Those lines of the data that hold the word "below" are to be copied out.

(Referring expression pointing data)
○ ○ ○ ○ ○ ○ ○
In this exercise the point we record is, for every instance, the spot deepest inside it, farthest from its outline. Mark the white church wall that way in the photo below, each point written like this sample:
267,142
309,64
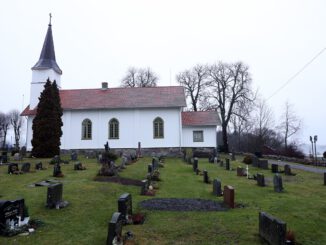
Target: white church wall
39,78
209,133
135,125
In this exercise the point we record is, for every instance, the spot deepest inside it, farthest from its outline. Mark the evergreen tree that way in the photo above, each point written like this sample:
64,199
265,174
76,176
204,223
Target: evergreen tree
47,123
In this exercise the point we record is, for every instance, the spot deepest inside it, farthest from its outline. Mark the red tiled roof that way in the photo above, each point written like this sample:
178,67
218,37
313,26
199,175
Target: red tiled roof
118,98
200,118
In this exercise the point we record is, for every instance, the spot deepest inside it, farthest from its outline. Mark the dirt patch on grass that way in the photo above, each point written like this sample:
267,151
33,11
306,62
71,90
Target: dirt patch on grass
182,204
118,180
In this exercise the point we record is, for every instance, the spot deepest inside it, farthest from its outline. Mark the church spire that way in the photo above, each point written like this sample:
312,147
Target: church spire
47,57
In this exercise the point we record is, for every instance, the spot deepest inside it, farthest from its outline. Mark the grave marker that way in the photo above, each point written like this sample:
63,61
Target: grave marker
229,196
115,229
260,179
271,229
278,184
217,189
26,167
125,206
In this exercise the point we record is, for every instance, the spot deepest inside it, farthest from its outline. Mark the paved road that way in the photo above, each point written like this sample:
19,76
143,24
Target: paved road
301,167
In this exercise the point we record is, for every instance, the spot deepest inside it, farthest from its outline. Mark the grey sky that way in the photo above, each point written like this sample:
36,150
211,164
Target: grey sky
97,41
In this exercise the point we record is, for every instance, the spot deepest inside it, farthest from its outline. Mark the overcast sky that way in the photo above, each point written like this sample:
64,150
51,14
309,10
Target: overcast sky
97,41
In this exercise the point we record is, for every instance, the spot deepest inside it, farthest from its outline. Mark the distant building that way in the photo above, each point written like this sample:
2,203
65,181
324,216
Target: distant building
122,116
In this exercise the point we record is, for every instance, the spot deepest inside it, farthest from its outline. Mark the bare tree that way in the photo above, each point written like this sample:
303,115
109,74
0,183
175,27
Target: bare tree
194,81
4,126
136,77
263,119
290,123
16,121
230,85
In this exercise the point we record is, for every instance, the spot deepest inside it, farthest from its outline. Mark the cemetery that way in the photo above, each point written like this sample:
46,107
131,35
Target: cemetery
172,203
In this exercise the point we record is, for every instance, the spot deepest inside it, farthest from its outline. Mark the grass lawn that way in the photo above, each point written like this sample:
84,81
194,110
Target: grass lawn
85,221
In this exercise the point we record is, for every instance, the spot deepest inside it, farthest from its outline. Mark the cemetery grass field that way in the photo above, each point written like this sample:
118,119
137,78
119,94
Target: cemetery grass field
302,205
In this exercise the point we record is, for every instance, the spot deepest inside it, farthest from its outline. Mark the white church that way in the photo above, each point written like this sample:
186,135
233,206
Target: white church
122,116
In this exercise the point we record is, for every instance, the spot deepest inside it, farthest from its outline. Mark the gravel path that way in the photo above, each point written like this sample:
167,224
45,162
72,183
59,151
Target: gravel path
182,204
301,167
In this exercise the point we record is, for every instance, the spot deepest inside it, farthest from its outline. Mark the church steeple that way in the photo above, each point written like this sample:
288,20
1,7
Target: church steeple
47,57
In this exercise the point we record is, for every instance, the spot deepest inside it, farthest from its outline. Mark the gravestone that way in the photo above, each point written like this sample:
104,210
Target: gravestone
271,229
260,179
240,171
54,196
205,177
287,169
195,164
26,167
74,156
57,170
11,214
274,168
149,169
227,163
217,189
263,164
228,194
13,168
39,166
125,206
278,184
115,229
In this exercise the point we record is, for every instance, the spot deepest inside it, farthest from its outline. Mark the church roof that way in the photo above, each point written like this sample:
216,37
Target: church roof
119,98
200,118
47,57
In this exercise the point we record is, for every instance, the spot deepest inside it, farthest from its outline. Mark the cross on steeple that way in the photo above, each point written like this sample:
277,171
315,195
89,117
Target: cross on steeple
50,18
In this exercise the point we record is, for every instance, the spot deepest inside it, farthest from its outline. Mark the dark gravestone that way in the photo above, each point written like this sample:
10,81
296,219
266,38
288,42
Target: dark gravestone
263,164
195,164
240,171
125,206
115,229
274,168
54,196
13,168
217,189
149,169
39,166
144,187
278,184
74,156
206,178
57,170
10,212
227,163
229,196
287,169
260,179
271,229
26,167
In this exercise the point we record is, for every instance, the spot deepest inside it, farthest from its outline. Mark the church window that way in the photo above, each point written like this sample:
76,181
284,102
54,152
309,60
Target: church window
87,129
114,129
158,128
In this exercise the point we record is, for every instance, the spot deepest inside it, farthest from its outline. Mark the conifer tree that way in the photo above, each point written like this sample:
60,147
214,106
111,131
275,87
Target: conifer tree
47,123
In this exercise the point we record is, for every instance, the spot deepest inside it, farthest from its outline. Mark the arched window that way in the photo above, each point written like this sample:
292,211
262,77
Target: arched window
114,129
86,129
158,127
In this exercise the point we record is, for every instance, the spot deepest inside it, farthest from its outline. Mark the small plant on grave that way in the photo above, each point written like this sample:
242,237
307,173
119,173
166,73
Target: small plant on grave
247,159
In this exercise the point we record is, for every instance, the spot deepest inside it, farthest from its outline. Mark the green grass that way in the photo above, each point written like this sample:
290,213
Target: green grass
85,221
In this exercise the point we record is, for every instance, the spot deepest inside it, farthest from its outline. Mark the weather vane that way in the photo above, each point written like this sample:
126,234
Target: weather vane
50,18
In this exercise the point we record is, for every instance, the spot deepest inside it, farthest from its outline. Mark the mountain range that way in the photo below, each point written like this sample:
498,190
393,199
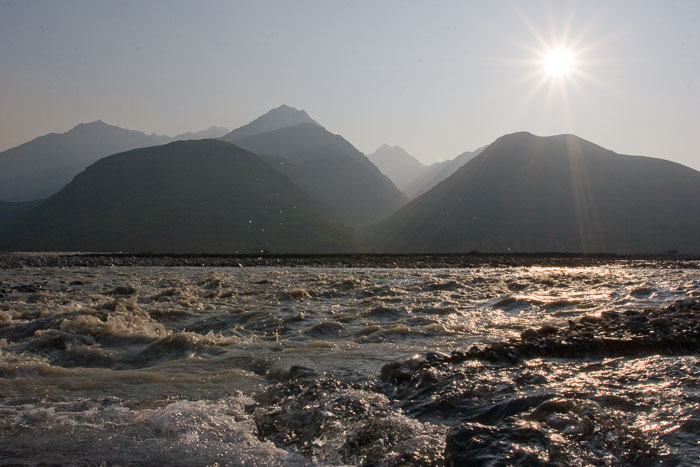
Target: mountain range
552,194
204,196
410,175
283,183
352,189
39,168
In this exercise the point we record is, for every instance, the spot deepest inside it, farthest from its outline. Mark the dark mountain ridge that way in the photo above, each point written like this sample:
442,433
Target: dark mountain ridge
401,167
437,172
553,194
185,196
39,168
354,191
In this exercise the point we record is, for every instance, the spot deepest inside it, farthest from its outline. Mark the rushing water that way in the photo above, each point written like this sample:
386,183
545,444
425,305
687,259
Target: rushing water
265,366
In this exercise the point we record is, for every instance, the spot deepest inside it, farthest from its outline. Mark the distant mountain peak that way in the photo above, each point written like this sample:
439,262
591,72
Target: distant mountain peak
280,117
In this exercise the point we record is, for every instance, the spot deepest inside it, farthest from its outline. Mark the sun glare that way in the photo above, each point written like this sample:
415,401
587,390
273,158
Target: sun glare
559,62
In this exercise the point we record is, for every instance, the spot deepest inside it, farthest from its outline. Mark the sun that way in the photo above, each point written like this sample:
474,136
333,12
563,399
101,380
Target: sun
559,62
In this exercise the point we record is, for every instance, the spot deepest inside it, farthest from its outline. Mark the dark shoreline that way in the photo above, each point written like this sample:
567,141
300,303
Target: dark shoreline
11,260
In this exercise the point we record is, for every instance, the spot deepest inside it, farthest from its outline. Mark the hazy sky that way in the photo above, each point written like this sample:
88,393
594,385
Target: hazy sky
435,77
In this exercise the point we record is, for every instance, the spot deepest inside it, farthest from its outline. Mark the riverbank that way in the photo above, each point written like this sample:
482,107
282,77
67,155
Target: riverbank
468,260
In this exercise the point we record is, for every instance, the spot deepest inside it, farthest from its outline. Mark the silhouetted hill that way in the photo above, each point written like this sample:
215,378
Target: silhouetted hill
561,193
354,191
41,167
401,167
277,118
10,211
438,172
186,196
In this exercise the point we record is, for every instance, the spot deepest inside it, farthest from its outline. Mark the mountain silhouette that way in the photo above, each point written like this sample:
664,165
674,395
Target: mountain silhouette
41,167
277,118
552,194
401,167
185,196
210,133
352,189
437,172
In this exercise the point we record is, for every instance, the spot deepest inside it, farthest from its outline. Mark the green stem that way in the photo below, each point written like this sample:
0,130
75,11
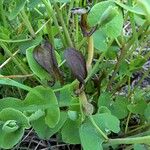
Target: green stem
135,140
27,22
3,14
63,25
127,122
90,52
93,70
51,13
98,129
13,58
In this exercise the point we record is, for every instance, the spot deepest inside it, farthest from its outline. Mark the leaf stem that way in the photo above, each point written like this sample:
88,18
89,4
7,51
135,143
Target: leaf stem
135,140
51,13
90,52
27,22
13,58
63,25
98,129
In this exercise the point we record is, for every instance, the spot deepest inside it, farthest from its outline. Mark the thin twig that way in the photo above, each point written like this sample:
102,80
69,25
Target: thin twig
17,76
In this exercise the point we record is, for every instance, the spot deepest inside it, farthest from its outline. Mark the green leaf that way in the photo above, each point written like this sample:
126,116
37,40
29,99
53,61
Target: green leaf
63,1
5,81
104,109
107,122
137,63
135,10
119,107
104,99
34,66
138,107
70,132
65,96
139,147
11,103
26,45
90,139
46,132
73,115
100,42
11,119
147,112
18,6
114,27
47,98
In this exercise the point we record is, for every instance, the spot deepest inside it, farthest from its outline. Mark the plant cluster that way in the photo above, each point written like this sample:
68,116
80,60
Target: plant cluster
75,67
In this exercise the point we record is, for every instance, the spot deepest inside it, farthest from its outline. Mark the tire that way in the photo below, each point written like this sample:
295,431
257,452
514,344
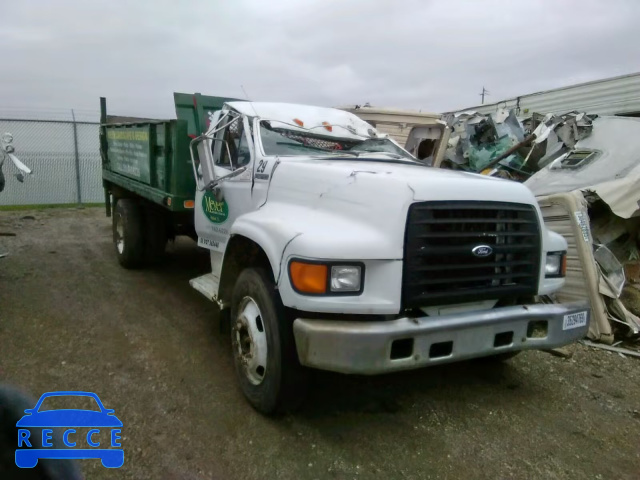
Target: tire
261,332
128,233
155,236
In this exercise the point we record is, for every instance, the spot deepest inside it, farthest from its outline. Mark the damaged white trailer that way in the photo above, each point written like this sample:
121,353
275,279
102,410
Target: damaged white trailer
590,196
○ ○ ○ ○ ○ ○ ○
### [Solution]
In this exercise the point we record is, for every instance, the spot deepest inside it, farthest from its outline. Mark the white church wall that way in the photo below, each point written like this sample:
In this exercise the point we record is, for every instance, the spot deepest inside it, farthest from its outline. Mark the mountain range that way in the photo below, each point written like this sample:
In this exercise the point we record is, for every instance, the spot deepest inside it, farthest from its outline. Mark the green stem that way in the photo below, each point written like this sample:
In this exercise the point we record is, for every instance, the spot deepest inside it, farthest from its outline. Mark the tire that way in the photo below, each point written like this sample:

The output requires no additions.